**Requirement**
Copy out once more, exactly, the line with "wood texture and record integer pixel coordinates." and all the lines after it, up to the last line of the data.

(Exercise inputs begins)

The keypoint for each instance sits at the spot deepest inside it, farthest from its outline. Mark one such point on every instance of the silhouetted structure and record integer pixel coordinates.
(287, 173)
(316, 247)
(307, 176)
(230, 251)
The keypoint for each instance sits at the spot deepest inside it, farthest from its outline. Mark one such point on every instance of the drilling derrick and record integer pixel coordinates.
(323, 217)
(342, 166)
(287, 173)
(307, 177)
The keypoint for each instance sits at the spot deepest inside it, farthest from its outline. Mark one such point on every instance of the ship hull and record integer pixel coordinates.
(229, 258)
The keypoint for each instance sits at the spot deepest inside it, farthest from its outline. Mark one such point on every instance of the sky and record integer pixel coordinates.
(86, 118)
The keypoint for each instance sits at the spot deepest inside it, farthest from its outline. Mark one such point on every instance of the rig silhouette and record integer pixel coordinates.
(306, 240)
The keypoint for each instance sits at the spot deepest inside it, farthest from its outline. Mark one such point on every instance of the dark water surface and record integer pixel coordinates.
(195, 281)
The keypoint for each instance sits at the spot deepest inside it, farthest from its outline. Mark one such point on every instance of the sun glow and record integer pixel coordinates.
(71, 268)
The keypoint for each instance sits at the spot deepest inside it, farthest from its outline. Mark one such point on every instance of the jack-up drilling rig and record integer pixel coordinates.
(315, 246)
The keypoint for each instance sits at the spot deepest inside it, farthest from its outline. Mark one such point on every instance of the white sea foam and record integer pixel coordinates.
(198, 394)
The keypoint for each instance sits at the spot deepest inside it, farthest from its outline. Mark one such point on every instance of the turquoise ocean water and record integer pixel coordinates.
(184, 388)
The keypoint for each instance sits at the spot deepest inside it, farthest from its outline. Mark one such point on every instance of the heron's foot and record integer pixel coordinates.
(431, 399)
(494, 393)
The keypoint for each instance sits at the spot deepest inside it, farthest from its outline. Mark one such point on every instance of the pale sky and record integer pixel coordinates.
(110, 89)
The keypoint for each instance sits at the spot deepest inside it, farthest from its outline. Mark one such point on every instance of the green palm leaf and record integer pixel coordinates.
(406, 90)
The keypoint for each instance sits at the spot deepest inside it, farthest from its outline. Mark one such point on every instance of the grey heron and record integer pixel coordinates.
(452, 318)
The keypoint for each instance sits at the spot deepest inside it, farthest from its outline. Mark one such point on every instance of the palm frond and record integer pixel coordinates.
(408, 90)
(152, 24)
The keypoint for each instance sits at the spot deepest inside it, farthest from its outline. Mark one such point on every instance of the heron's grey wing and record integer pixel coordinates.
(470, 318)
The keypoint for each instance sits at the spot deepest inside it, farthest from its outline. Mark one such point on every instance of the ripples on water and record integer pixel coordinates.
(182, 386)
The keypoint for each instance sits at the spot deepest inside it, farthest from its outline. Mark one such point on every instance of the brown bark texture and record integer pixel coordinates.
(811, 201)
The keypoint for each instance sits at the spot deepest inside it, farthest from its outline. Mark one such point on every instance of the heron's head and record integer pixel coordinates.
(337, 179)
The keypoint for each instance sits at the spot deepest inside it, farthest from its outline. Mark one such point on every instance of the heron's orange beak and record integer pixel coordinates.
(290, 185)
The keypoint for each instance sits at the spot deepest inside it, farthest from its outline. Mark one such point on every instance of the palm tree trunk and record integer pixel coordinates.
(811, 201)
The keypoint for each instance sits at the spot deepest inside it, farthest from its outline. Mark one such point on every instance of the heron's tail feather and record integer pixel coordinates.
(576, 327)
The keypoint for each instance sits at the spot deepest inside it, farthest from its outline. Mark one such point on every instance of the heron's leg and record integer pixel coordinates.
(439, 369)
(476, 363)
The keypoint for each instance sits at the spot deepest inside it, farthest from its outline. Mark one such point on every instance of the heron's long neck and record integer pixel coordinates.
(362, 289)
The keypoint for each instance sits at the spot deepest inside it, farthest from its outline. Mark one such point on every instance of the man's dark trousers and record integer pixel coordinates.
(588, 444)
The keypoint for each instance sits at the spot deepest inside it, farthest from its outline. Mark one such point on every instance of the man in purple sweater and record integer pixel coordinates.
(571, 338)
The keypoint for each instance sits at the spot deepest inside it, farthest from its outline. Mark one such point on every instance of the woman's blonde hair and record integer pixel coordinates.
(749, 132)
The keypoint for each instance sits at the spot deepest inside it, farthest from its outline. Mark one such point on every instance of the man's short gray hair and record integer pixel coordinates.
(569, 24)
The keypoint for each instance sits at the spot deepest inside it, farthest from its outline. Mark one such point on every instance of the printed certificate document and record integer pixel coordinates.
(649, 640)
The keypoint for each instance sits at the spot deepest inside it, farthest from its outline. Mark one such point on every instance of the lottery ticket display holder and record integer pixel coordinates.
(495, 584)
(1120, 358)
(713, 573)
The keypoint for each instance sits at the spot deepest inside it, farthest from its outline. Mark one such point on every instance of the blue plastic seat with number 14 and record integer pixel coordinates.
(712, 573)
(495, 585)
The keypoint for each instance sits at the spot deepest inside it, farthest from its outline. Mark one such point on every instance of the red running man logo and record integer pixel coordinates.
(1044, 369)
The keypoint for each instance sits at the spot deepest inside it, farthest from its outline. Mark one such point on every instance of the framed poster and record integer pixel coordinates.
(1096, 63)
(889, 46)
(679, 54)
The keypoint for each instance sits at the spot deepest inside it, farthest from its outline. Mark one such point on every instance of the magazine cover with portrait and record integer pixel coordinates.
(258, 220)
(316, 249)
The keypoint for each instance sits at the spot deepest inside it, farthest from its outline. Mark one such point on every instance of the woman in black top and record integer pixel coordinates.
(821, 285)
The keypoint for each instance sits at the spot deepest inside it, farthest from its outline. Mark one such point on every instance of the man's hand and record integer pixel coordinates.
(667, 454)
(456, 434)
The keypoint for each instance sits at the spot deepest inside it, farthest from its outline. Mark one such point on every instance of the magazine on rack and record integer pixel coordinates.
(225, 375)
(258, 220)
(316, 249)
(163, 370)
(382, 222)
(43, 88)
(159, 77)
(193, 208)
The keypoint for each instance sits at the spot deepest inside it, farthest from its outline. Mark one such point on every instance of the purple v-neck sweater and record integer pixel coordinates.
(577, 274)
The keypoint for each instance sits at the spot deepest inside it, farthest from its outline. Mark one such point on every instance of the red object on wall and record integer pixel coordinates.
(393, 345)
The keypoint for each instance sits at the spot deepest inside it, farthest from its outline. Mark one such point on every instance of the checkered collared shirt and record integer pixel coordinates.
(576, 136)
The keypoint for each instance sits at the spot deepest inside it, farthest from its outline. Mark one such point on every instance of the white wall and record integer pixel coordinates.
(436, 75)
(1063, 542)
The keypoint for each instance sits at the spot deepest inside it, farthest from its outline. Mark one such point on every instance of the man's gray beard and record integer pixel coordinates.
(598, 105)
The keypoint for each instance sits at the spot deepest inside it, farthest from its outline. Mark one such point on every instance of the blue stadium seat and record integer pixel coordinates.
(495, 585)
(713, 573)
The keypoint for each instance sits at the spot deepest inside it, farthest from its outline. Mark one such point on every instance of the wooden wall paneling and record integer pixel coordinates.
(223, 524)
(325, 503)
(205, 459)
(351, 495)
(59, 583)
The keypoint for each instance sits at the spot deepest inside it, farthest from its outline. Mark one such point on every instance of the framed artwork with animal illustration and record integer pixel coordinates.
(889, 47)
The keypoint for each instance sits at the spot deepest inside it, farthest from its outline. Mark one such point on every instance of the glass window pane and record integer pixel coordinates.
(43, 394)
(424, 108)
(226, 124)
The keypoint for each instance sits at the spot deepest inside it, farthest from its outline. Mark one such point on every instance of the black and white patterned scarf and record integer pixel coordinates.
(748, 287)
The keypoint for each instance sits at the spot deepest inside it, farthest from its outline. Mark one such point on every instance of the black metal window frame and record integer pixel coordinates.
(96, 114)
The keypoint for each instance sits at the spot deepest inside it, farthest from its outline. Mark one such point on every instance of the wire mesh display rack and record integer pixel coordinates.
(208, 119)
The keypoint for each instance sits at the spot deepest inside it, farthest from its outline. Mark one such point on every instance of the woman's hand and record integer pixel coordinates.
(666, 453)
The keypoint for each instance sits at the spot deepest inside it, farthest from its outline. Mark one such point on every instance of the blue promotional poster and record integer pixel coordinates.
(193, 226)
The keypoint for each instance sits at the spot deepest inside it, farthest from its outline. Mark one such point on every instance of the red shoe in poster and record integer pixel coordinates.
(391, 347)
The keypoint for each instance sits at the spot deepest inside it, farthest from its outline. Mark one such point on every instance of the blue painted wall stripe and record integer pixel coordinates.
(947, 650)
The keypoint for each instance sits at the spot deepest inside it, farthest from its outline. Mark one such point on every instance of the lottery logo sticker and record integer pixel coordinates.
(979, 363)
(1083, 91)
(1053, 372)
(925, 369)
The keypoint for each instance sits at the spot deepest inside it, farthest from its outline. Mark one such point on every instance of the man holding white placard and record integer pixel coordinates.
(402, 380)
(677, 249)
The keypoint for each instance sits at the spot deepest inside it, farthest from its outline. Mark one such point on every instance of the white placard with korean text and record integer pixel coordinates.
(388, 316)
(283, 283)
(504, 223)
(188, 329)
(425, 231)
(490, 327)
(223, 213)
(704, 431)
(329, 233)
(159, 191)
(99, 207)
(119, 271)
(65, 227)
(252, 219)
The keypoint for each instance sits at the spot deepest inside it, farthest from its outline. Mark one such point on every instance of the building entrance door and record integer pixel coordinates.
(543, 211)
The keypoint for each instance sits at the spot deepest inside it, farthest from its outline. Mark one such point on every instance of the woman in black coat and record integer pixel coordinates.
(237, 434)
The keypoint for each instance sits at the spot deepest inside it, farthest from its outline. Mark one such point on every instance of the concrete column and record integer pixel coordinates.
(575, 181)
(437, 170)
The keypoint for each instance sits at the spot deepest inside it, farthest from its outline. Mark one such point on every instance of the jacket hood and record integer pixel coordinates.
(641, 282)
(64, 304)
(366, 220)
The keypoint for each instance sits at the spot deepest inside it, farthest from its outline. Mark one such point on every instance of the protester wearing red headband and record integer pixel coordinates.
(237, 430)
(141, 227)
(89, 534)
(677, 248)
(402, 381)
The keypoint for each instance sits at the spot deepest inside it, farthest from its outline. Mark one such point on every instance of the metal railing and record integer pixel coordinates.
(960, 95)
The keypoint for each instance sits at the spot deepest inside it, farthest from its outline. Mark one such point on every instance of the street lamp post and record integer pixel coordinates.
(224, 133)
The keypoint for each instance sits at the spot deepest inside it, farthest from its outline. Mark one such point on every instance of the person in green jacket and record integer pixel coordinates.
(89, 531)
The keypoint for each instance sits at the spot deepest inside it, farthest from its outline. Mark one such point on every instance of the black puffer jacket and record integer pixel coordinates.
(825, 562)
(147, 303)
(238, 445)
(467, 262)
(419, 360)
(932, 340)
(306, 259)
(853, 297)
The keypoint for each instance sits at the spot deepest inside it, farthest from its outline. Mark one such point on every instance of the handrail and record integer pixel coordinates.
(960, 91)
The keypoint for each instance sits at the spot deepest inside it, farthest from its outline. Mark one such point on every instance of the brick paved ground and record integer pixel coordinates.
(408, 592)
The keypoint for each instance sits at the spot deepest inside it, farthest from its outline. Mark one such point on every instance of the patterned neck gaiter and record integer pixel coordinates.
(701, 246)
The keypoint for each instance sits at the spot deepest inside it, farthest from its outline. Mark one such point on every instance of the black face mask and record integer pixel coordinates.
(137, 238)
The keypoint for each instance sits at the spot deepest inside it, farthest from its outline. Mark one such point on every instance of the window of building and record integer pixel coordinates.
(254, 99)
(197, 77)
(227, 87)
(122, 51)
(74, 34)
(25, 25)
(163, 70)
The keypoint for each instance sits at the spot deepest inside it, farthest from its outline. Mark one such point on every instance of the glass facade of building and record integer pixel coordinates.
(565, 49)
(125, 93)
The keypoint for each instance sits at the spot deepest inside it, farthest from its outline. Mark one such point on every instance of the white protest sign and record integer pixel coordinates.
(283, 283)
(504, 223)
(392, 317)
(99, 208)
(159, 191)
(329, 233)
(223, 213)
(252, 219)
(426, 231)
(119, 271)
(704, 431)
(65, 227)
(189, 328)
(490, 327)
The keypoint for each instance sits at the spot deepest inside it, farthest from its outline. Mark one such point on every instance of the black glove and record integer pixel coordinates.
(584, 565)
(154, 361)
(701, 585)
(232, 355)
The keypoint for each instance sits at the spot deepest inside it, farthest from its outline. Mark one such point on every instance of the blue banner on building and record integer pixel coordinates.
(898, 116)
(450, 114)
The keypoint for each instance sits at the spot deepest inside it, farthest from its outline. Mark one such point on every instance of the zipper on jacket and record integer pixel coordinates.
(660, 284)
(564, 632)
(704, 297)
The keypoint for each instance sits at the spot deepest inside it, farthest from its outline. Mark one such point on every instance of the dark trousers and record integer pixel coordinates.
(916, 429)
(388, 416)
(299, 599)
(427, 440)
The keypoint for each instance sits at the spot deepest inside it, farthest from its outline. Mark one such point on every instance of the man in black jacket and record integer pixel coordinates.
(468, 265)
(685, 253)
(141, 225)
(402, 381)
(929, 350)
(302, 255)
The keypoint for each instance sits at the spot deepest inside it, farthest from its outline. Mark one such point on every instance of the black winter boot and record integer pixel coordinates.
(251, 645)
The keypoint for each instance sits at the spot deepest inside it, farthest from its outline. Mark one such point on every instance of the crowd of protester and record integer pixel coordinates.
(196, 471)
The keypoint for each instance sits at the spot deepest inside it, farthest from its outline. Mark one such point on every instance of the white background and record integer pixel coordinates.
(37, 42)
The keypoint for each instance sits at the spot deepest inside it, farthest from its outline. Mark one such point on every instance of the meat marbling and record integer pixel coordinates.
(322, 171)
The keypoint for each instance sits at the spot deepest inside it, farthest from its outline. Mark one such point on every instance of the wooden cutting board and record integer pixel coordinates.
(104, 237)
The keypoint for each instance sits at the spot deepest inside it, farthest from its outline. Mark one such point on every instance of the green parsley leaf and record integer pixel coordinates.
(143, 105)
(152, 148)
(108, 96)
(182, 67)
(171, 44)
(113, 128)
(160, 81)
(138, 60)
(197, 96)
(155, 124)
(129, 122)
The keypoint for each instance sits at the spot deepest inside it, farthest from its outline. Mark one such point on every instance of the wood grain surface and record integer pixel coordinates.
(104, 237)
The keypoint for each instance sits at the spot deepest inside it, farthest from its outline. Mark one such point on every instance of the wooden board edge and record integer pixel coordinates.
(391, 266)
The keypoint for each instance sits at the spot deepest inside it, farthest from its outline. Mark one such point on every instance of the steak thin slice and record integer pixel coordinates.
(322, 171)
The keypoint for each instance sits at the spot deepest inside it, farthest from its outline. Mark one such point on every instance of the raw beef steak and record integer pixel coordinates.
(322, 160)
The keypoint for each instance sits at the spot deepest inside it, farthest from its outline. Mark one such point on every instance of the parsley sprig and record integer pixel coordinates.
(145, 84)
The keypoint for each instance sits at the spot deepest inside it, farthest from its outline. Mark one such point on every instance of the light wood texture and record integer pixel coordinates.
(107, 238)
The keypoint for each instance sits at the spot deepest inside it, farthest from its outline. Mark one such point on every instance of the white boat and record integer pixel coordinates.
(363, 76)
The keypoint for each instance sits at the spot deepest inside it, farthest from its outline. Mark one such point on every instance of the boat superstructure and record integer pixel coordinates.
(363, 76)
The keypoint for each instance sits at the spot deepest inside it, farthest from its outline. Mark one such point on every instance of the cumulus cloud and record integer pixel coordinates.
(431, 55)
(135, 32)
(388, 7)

(Exercise inputs ends)

**Your solution**
The keypoint for each instance sits at the spot deepest inside it, farthest from its outline. Mark one such point on every instance of the light wood texture and record integer pixel coordinates.
(107, 238)
The keypoint for each instance sits at the spot deepest inside it, farthest from its outline. Mark one such point on every instance of the white boat and record integer pixel coordinates.
(363, 76)
The keypoint for each instance sits at the spot deepest inside it, farthest from its outline. Mark one such point on every instance of the boat superstructure and record integer pixel coordinates.
(363, 76)
The keypoint for each instance sits at the spot deepest inside it, farthest from its outline. Mark one such point on every instance of the cumulus cloud and record integer pixel coordinates.
(431, 55)
(135, 32)
(388, 7)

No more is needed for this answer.